PROMPT:
Can you return, word for word, the lines of the material below, starting at the one containing "on the flowering" and ending at the one containing "(1273, 389)", with both of those lines included?

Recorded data
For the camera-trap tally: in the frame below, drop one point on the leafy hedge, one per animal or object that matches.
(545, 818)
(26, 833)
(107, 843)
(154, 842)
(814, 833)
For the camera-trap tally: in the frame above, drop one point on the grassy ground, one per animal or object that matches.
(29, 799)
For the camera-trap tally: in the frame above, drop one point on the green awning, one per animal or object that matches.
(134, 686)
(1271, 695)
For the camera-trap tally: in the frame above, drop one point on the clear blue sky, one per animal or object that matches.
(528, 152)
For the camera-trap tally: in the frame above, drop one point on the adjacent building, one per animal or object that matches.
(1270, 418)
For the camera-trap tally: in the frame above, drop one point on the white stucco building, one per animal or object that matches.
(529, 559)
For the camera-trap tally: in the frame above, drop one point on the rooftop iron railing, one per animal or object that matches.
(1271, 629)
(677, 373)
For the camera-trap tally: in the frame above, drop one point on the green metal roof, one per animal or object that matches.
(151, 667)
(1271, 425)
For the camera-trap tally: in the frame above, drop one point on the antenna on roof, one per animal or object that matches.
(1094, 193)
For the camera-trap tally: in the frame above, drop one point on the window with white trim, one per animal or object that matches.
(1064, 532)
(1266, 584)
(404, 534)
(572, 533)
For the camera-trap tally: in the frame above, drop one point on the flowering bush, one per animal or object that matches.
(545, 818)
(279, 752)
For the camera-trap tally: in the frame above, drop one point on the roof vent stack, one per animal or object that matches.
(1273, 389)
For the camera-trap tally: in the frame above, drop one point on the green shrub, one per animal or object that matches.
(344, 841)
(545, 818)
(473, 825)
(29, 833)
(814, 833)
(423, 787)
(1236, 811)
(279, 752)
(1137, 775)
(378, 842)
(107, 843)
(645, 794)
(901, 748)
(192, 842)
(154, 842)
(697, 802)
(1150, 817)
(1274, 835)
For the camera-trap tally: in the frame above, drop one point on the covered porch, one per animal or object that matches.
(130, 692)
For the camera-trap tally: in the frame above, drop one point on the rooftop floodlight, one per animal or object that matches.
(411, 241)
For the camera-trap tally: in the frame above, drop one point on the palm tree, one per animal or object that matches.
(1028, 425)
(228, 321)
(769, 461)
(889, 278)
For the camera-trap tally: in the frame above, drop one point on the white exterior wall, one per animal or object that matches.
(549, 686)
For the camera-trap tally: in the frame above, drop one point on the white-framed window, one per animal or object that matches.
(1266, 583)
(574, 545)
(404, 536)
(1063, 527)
==
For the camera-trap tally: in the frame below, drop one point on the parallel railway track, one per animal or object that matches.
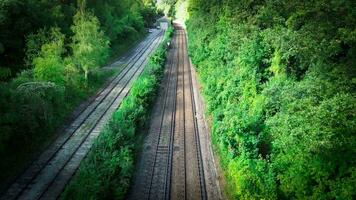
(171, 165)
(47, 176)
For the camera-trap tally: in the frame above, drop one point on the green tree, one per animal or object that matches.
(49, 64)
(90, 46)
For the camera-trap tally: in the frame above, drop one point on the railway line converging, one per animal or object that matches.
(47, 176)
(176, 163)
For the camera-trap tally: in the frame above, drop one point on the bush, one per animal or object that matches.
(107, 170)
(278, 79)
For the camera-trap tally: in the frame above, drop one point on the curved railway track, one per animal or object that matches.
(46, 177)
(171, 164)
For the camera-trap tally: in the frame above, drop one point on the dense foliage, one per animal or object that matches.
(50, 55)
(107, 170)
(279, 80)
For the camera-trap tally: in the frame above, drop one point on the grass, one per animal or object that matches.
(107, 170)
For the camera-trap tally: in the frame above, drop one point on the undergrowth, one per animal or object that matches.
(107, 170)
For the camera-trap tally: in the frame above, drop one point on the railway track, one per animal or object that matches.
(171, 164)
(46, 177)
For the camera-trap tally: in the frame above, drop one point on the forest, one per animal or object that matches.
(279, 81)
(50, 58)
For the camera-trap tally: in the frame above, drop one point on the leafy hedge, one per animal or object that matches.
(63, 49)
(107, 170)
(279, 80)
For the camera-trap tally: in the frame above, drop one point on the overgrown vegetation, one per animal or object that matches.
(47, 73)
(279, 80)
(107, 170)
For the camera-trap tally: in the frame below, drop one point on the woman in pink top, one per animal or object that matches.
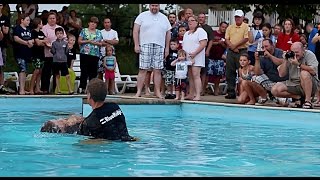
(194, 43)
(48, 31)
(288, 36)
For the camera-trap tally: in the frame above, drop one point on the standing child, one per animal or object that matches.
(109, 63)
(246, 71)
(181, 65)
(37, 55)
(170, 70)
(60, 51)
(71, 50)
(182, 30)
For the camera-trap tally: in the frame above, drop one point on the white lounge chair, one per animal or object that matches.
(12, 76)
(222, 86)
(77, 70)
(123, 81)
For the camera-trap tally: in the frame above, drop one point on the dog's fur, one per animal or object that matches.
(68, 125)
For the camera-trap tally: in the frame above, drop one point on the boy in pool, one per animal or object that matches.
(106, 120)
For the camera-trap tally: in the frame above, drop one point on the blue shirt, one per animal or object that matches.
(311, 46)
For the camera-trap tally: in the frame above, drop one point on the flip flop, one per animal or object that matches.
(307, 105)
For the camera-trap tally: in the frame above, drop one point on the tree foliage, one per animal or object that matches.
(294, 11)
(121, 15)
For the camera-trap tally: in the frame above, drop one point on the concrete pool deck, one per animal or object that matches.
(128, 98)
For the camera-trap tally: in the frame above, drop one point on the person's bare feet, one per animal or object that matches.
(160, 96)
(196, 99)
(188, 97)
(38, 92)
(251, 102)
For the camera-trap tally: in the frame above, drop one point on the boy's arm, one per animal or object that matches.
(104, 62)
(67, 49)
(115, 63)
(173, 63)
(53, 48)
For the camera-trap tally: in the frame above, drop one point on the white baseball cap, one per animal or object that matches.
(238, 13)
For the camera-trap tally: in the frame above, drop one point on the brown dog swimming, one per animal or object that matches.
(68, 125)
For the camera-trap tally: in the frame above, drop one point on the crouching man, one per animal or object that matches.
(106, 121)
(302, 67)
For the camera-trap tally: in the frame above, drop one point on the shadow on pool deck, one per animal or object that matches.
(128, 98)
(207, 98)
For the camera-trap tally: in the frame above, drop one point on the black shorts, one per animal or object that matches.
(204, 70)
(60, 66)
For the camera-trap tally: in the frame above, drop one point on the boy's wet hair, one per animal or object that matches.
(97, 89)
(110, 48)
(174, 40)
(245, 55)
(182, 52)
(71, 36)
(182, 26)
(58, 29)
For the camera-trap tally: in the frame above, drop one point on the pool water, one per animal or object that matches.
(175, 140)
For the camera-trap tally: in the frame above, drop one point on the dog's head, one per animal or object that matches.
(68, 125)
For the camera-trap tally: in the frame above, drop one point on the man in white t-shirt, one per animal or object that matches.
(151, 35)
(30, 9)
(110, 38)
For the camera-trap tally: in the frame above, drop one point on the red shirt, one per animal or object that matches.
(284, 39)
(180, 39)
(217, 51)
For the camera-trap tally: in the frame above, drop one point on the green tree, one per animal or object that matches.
* * *
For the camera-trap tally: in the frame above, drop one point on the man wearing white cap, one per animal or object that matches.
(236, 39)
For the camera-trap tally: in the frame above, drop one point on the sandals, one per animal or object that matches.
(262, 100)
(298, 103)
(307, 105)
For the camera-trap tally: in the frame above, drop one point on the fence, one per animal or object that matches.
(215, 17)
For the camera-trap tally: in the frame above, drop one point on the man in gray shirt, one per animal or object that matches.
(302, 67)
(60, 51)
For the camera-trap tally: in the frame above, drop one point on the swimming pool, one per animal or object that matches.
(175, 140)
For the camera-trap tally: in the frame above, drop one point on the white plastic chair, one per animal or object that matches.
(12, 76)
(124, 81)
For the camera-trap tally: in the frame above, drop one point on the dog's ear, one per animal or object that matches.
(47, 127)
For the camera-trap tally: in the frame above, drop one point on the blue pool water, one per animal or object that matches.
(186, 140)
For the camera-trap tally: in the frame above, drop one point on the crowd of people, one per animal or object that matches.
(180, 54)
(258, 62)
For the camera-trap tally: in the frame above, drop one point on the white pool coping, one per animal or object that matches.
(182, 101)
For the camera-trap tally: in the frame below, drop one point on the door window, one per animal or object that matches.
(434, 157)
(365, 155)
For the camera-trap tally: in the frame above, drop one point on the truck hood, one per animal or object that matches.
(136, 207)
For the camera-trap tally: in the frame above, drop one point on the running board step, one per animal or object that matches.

TASK SOLUTION:
For the camera-trap tally: in the frame above, drop one point on the flowering bush, one per animal or object that matches.
(545, 818)
(279, 752)
For the camera-trap tally: in the frame above, drop one point on the roof vent stack, one per animal or object that matches.
(1273, 389)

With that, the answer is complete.